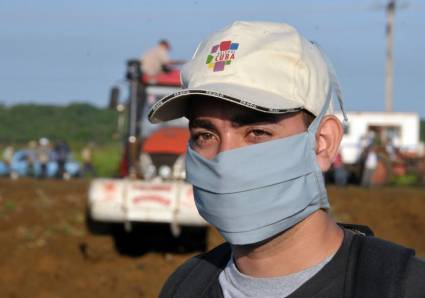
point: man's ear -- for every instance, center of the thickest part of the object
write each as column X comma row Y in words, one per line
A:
column 328, row 138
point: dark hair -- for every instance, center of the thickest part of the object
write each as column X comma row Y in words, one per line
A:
column 308, row 117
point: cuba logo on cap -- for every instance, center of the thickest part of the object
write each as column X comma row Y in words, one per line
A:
column 221, row 55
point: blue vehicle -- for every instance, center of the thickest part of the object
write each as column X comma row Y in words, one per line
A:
column 24, row 163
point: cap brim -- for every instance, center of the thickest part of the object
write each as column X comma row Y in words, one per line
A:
column 174, row 106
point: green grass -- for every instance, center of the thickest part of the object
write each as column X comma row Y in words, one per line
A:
column 106, row 159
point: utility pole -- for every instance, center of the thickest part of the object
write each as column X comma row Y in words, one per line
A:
column 389, row 71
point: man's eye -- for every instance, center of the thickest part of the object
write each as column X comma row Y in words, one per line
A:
column 202, row 138
column 258, row 135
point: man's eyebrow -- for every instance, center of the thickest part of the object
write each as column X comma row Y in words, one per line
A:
column 201, row 123
column 254, row 118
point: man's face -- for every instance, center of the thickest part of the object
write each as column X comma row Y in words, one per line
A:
column 216, row 126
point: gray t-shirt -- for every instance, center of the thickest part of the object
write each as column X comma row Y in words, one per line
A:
column 236, row 284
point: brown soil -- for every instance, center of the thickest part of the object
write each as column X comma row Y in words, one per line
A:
column 47, row 251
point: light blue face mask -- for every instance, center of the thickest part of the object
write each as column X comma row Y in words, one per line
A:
column 255, row 192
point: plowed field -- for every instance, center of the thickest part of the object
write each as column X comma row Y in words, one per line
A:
column 47, row 251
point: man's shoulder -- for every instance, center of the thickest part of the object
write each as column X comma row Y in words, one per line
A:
column 415, row 285
column 197, row 273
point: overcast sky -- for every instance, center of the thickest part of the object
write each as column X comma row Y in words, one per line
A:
column 58, row 52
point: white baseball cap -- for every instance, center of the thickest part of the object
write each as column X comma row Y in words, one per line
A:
column 264, row 66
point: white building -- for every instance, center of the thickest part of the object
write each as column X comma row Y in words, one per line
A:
column 400, row 129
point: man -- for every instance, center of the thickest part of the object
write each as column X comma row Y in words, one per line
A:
column 156, row 59
column 257, row 96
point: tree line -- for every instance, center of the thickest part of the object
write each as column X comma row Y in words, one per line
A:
column 75, row 123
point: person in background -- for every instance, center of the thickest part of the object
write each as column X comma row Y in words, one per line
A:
column 61, row 151
column 340, row 173
column 43, row 156
column 87, row 158
column 371, row 163
column 8, row 153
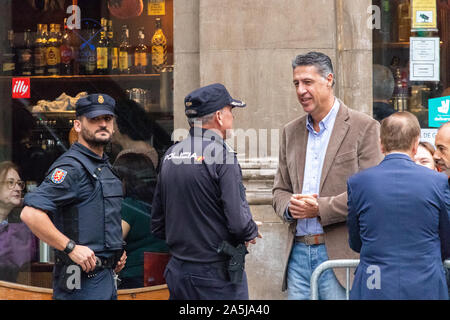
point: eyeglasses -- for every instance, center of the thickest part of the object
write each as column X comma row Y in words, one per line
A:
column 11, row 183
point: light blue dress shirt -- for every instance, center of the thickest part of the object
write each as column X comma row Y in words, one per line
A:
column 315, row 155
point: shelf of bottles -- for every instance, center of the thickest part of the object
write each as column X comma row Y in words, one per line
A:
column 90, row 53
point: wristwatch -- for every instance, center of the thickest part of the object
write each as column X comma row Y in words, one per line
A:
column 70, row 246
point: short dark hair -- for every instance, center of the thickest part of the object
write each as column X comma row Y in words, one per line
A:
column 399, row 131
column 138, row 174
column 318, row 59
column 428, row 146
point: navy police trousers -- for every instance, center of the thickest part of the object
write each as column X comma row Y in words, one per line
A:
column 202, row 281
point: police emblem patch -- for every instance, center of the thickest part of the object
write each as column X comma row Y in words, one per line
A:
column 58, row 176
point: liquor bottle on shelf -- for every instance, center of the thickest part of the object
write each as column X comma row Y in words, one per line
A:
column 53, row 56
column 40, row 44
column 159, row 48
column 386, row 21
column 67, row 51
column 404, row 20
column 400, row 96
column 9, row 56
column 113, row 51
column 141, row 54
column 102, row 49
column 125, row 56
column 25, row 55
column 88, row 54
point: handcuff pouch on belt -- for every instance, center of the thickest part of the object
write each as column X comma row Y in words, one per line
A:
column 236, row 263
column 63, row 260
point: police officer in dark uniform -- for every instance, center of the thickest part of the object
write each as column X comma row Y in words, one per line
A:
column 76, row 209
column 200, row 204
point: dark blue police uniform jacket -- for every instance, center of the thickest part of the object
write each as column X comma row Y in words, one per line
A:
column 83, row 197
column 200, row 200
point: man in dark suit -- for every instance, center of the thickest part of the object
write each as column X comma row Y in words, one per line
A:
column 398, row 219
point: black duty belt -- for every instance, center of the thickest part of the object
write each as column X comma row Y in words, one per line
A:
column 101, row 262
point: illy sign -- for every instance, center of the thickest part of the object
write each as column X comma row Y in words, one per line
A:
column 21, row 88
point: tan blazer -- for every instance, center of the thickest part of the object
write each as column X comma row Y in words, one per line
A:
column 353, row 146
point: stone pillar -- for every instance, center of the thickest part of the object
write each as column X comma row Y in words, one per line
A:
column 186, row 55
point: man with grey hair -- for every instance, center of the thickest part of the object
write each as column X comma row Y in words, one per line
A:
column 318, row 152
column 399, row 210
column 442, row 153
column 200, row 202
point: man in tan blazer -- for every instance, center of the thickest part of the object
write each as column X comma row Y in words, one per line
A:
column 318, row 153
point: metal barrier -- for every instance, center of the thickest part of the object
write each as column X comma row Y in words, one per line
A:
column 340, row 263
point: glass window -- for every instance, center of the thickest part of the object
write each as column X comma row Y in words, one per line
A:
column 53, row 53
column 412, row 38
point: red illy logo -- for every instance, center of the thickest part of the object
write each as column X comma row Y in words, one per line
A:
column 21, row 88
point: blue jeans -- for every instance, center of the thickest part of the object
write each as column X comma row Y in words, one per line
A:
column 303, row 260
column 100, row 287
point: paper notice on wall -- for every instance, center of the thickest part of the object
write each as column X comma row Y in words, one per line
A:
column 424, row 15
column 156, row 7
column 424, row 59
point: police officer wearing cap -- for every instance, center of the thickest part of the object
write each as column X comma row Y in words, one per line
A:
column 200, row 202
column 76, row 209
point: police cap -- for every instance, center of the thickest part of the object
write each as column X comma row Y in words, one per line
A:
column 209, row 99
column 95, row 105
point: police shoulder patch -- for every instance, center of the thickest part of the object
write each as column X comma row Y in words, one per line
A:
column 58, row 175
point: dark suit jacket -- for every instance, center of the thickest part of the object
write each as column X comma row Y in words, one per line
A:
column 398, row 219
column 353, row 146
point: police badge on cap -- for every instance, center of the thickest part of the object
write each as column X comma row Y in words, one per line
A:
column 209, row 99
column 95, row 105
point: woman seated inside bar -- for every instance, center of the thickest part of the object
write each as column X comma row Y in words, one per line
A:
column 137, row 172
column 424, row 155
column 17, row 243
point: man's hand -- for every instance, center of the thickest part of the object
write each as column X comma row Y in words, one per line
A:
column 121, row 263
column 84, row 257
column 303, row 206
column 253, row 241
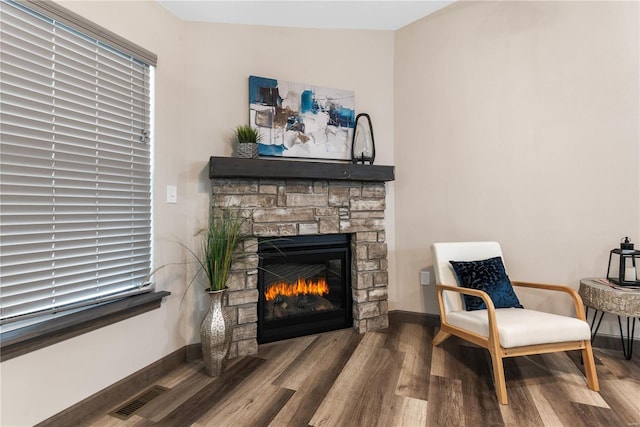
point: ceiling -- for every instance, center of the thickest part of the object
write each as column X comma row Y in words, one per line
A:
column 356, row 15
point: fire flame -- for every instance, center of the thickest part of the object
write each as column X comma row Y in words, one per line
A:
column 300, row 287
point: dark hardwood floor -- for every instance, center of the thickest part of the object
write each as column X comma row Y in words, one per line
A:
column 391, row 378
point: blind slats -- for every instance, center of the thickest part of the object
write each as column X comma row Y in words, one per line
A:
column 75, row 168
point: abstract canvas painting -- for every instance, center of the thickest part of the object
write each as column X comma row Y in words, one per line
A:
column 301, row 120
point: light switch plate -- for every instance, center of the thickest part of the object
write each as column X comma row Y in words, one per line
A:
column 172, row 194
column 425, row 278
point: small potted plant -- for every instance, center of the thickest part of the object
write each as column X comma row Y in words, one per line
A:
column 220, row 242
column 248, row 138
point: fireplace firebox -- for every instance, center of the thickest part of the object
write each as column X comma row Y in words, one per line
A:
column 305, row 286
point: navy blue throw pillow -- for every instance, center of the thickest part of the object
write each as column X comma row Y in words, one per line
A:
column 487, row 275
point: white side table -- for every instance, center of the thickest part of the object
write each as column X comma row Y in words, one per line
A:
column 620, row 301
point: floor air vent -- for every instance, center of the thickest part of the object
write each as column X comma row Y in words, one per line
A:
column 130, row 407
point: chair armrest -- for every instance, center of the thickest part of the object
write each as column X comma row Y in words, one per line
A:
column 577, row 300
column 491, row 310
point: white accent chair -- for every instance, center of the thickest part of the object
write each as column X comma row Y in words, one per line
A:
column 505, row 332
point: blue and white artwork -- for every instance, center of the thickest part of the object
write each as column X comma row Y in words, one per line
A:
column 301, row 120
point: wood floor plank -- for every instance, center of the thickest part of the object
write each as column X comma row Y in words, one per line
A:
column 572, row 380
column 480, row 402
column 322, row 372
column 200, row 403
column 321, row 354
column 445, row 403
column 521, row 410
column 257, row 408
column 623, row 396
column 411, row 412
column 193, row 382
column 415, row 343
column 391, row 378
column 352, row 383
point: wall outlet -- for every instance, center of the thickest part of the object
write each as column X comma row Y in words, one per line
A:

++++++++++

# [ACTIVITY]
The result should be an exact copy of only the lines above from the one that holds "point: tree line" through the one that holds "point: light blue dress", both ends included, without pictures.

# [RESULT OF THE EXERCISE]
point: tree line -- for every instance, center of the thickest part of the object
write each as column X comma row Y in words, one per line
A:
column 75, row 123
point: person in background -- for every instance, center of the thickest part of the object
write each as column X comma row Y in words, one per line
A:
column 61, row 151
column 340, row 173
column 43, row 156
column 87, row 158
column 371, row 163
column 8, row 153
point: eyeglasses -- for every instance, center of the thickest part of the object
write each as column X comma row Y in words, one per line
A:
column 11, row 183
point: light blue dress shirt -- for every instance, center of the thickest part of the object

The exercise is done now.